_Problem_: Return each line of the data below exactly, omitting any pictures.

_Material supplied_:

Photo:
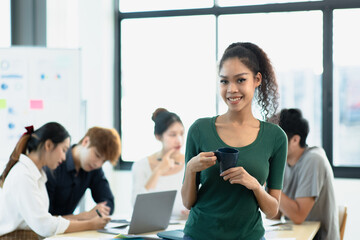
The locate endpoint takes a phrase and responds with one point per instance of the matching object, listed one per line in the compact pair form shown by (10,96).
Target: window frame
(326,6)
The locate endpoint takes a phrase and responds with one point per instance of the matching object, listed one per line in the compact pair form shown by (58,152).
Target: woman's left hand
(238,175)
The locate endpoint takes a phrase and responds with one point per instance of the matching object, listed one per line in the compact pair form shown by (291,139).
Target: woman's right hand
(202,161)
(167,162)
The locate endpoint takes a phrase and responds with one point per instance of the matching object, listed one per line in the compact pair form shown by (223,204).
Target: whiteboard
(38,85)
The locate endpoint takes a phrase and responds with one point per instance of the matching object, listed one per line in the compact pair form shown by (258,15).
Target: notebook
(152,212)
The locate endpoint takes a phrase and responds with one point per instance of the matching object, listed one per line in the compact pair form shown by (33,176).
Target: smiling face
(173,137)
(238,84)
(90,158)
(56,155)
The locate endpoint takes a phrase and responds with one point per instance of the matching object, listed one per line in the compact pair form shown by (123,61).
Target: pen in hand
(97,211)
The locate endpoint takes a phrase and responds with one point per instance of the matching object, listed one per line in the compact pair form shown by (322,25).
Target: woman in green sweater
(227,205)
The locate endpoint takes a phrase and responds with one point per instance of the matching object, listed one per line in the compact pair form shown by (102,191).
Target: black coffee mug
(227,158)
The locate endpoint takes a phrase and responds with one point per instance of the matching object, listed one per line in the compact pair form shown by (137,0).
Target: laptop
(152,212)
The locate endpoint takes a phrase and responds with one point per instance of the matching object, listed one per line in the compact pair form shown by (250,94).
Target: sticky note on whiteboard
(36,104)
(2,103)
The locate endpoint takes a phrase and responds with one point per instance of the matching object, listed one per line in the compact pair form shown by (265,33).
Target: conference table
(280,231)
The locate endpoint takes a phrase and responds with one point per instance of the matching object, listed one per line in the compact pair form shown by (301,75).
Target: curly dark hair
(256,60)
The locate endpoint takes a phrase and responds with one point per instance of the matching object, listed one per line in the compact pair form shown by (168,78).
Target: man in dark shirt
(82,170)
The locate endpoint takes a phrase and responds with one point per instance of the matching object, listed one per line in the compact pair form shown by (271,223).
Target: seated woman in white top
(24,201)
(163,170)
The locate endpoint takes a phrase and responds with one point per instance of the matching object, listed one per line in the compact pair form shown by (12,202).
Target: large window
(151,5)
(169,52)
(169,63)
(299,75)
(346,88)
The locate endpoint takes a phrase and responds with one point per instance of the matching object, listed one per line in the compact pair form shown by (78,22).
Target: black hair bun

_Worked solution_:
Photo:
The locate endpoint takes a phrase and responds with one point per instance of the matching object, listed one per line in the compact pair form shown by (10,96).
Target: window frame
(326,6)
The locate endpoint takes a phrase and responds with one point per instance of the matching object, listed one per line in the compact pair form shown by (58,152).
Target: woman's left hand
(238,175)
The locate endpoint takes a phrase and responds with one point per instance of the matching object, listed one per line in the compact pair form shown by (291,139).
Target: woman's right hand
(202,161)
(167,162)
The locate endpoint takes a phrase and responds with one point per instance of the matching object, listed one per line in the compact pair form shown by (223,204).
Target: whiteboard
(38,85)
The locate endpoint takes a phrase and responds with one point per instance of the matching object, listed one per line in the compact pair form shown by (258,15).
Target: notebook
(152,212)
The locate endpoint takes a phrase and responds with one point per instance of the matching object, listed one per line in the compact pair form shown by (33,176).
Target: smiling face
(173,137)
(238,84)
(90,158)
(56,155)
The locate endpoint takes a phrase and responds with one point per instance of the matching object, listed one per line in the compact pair form shown by (123,61).
Target: pen in hand
(97,211)
The locate endpoint takes a phrase and responds with one point per instance of the matching object, listed one per line in the compact pair form shown by (322,25).
Target: woman in green sweater
(227,205)
The locate endpoint takes a phrase and responds with one point per instance of the matching object, listed one per line in the compact pair form shown by (102,191).
Target: black coffee mug
(227,158)
The locate endpoint takes a phrase and responds with one point per instance of the matching object, listed one per line in the compact pair form shown by (137,0).
Target: laptop
(152,212)
The locate endpoint takes a phrase and responds with one point per instance of the matching object, listed one per line in the compact pair form shown by (250,94).
Target: sticky note on whiteboard
(36,104)
(2,103)
The locate endpoint takes a phrase and responds with one point per instance of the matching object, listed one per line in the compact pair form shown by (265,33).
Target: conference table
(280,231)
The locate endpoint takes a phrase and responds with one point per instance of the matching object, listed one per line in the compact pair form shown by (301,75).
Target: curly dark hair
(256,60)
The locate endpoint takes a phrase and responds with one point per instance of the matching object, listed one per line in the compact pair form shown by (168,78).
Target: man in dark shirt
(82,170)
The locate endpoint takes a phrase and responds with one point per instance of the matching object, listed one per line in the compact pair form shown by (271,223).
Target: seated woman in white top
(24,201)
(163,170)
The locate endpoint takes a phrase and responds with one point per instance of the matching object, listed one per line in the compact pair form shown by (12,202).
Target: large window
(151,5)
(169,52)
(169,63)
(299,75)
(346,88)
The locate endpoint takes a phrase and responds with one point per instance of the matching object, listed one per line in the compact pair form shown by (78,22).
Target: black hair bun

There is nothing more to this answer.